═══ FRAGMENTO PROPORCIONADO ═══
Individuo y sociedad

Diferentes aproximaciones tratan tanto de separar como de identificar al individuo y a su sociedad, lo que remite, en varias ocasiones, a buscar la primacía de uno u otra. Así, se habla tanto de que las personas son lo realmente importante, como de que las personas son el problema (por no ser como deben ser...), de la necesidad de transformar las organizaciones como de considerarlas como un reducto monolítico de poder sin fisuras de ningún tipo.

Individuo y sociedad constituyen dos planos que se entrecruzan constantemente, dialécticamente, de forma difícilmente distinguible. De hecho, la historia de cada uno de nosotros constituye, invariablemente, un plano de socialización desde el momento de nacer. Esta socialización consiste en un complejo desequilibrio entre el deseo y el poder, adopte este la forma que adopte (el padre, las normas sociales, la religión, la ley, la institución...); es decir, la sociedad nos permite ser seres sociales al tiempo que castra (parcialmente) nuestros deseos más primigenios. Pero, a su vez, una sociedad es impensable sin los individuos que la componen, y sus planos de relación, transacción, afecto, conflicto, interés...
═══ REGISTROS ALMACENADOS ═══
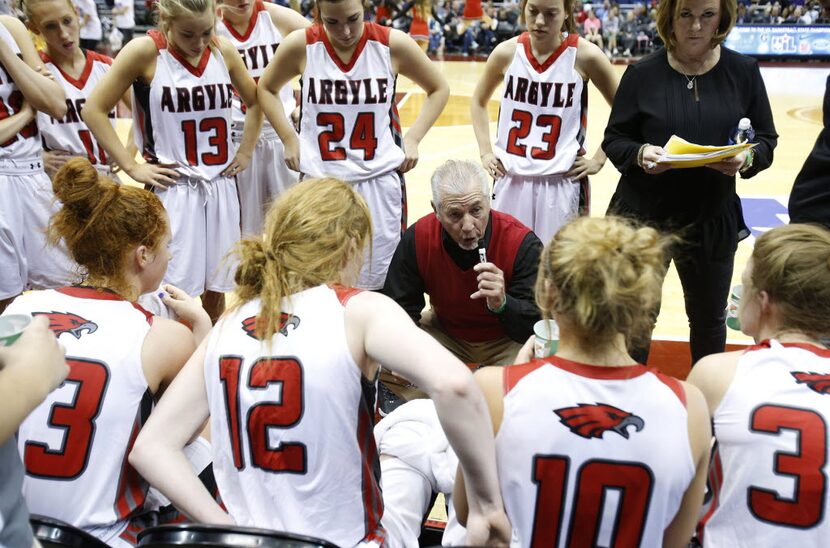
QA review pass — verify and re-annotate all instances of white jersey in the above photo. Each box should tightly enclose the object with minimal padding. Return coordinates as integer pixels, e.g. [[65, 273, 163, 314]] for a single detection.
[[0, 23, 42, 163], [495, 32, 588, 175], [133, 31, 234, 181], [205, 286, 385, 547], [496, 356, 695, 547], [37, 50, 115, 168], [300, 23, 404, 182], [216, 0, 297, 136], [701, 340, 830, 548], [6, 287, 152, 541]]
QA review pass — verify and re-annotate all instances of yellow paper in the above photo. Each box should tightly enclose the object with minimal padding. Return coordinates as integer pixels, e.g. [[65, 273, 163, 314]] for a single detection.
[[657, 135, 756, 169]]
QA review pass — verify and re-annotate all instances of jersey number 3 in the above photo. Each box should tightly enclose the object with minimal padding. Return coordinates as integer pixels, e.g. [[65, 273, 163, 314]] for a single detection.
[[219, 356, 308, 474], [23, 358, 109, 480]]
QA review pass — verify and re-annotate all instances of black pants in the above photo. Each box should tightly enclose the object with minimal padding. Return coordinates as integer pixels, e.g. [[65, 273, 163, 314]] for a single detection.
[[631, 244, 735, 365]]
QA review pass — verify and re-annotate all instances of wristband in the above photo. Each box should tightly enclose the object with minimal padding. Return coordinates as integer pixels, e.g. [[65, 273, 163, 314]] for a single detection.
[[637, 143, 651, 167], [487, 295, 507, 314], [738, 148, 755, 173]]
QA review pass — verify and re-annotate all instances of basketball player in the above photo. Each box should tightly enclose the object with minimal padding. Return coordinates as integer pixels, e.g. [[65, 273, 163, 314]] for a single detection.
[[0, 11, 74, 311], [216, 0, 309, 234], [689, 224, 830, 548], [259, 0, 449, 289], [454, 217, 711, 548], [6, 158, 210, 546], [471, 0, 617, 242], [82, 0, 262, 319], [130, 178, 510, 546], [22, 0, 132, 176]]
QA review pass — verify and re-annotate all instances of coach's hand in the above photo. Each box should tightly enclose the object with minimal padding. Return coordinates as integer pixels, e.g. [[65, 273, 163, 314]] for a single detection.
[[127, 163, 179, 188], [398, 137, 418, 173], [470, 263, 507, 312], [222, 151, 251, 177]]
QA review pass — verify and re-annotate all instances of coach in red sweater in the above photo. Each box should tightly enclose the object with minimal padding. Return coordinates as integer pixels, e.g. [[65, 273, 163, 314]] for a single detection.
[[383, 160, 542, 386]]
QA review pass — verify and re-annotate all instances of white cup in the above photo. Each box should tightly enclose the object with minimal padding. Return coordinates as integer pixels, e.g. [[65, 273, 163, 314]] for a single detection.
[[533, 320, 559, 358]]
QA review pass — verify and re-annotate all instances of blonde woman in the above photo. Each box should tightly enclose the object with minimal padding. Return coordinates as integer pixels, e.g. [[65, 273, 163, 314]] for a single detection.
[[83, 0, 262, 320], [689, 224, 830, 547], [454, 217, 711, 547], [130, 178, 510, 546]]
═══
- _SOLICITUD ESCRITA 1_
Según el fragmento sobre individuo y sociedad, ¿en qué consiste la socialización?
- _SOLICITUD ESCRITA 2_
Prosiga el fragmento sobre individuo y sociedad a partir de su última oración.

- _RESPUESTA 1_
Consiste en un complejo desequilibrio entre el deseo y el poder, adopte este la forma que adopte.

- _RESPUESTA 2_
Así, con Castoriadis, podemos decir: “La psique no es un mecanismo racional bien lubricado. Es esencialmente imaginación radical, un flujo perpetuo de representaciones, deseos y afectos. [...] En sus niveles profundos, la psique –el inconsciente- es amoral, pero también asocial y acósmica. [...] Tenemos razones para luchar por una transformación de la sociedad, por unas instituciones verdaderamente democráticas, por la expulsión de la producción y la economía del lugar central que han venido a ocupar en el mundo contemporáneo, por una educación orientada a la autonomía y no sólo a la adquisición de competencias profesionales. Pero hemos de mirar de frente la realidad –aquí, fundamentalmente, la realidad psíquica: una sociedad mucho más humana es posible y deseable, pero un ser humano angelical no es ni lo uno ni lo otro.”[1]

Para tratar el tema de la intervención en las organizaciones vamos, pues, a situarnos en este plano de inserción/deserción entre individuo y sociedad.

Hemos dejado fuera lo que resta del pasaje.